## [WRITTEN TASK]
Copy out everything from the start of the records down to the line containing "(633, 360), (680, 421)", both ends included and requests kept, scaling each box coordinate in the answers by 1.4 and rounding to whole numbers, with halves rounded up. Leave every number inside the requests unchanged, and omit the pictures.

* * *

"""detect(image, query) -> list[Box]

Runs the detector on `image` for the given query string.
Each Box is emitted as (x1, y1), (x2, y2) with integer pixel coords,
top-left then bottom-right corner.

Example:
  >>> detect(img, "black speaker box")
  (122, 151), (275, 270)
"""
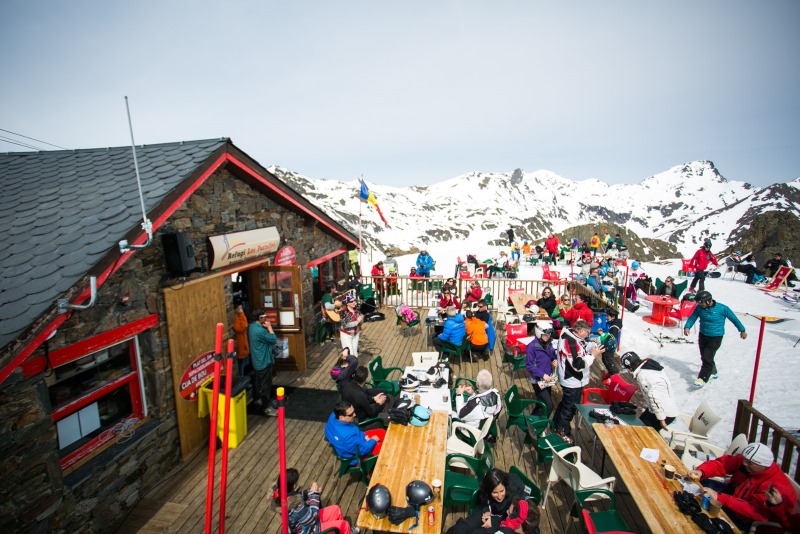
(161, 232), (197, 274)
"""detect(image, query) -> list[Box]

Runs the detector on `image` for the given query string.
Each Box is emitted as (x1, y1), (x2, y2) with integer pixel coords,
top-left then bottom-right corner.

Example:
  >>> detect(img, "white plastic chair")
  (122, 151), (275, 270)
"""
(447, 415), (494, 469)
(661, 401), (722, 451)
(681, 434), (747, 471)
(542, 444), (617, 508)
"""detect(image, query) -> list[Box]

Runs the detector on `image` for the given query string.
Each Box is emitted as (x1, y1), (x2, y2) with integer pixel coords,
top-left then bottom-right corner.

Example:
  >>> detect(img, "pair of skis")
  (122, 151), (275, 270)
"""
(645, 328), (694, 349)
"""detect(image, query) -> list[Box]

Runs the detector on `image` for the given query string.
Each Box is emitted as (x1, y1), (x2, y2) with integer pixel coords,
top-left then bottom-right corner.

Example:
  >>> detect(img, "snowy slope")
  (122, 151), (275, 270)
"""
(270, 161), (800, 254)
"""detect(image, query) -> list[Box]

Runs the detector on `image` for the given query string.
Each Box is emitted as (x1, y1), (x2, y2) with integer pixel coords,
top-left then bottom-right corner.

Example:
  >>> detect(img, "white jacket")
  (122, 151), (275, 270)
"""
(633, 360), (680, 421)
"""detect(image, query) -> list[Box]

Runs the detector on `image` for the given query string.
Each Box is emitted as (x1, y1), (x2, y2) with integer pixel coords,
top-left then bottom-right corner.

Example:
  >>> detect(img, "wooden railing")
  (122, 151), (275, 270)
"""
(733, 399), (800, 483)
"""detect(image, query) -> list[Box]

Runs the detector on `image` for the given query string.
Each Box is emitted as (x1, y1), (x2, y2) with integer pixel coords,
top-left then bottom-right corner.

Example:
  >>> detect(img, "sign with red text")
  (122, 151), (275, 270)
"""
(179, 350), (214, 400)
(206, 226), (282, 269)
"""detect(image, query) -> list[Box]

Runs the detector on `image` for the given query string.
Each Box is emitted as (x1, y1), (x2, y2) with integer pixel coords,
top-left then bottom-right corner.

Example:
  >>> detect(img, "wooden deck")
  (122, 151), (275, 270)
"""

* * *

## [ANSWER IN FULL]
"""detect(image, query) -> list[Box]

Runs the detector on `image` for the given query string.
Each Box is emitted as (x1, y1), (x2, y2) with integer pixel coords,
top-left then bottom-right corner.

Example:
  >>> detect(img, "black speaker box")
  (122, 151), (275, 270)
"""
(225, 325), (276, 384)
"""detect(image, query) -> list[Box]

Runs the detector on `image` for the given query string.
Each Box is emitted as (x1, y1), (x2, y2) with integer pixel coords,
top-left then bottom-right corner.

Example:
  >>> detect(img, "white plastic chair")
  (122, 151), (275, 270)
"""
(626, 581), (692, 657)
(925, 561), (1011, 631)
(953, 608), (1046, 659)
(759, 622), (864, 711)
"""detect(image, query) -> list[Box]

Runs the detector on `image` for the given query string.
Each Box is emitted as (x1, y1), (x2, y2) with integer pixel coords,
top-left then bottom-right corner.

Example:
  >>> detect(img, "pair of skis")
  (122, 151), (275, 270)
"""
(903, 459), (972, 489)
"""detect(image, query) -> list[Box]

Runs the detector on `image` for the given query string.
Each Box is emitted as (x1, y1), (x2, y2) with integer pixel coords,
top-left then bottom-right corner.

Example:
  >>> detect(img, "snowy slope")
  (122, 151), (275, 270)
"""
(378, 225), (1120, 356)
"""detect(image, query) -> list[Box]

Runs the detector on `image` for the given query string.
Each Box is emitted as (x1, y1), (x2, y2) with integer pixel coords,
top-left then bottom-right corner.

Example:
  >>> detect(img, "white jacket")
  (122, 151), (275, 270)
"""
(886, 504), (952, 589)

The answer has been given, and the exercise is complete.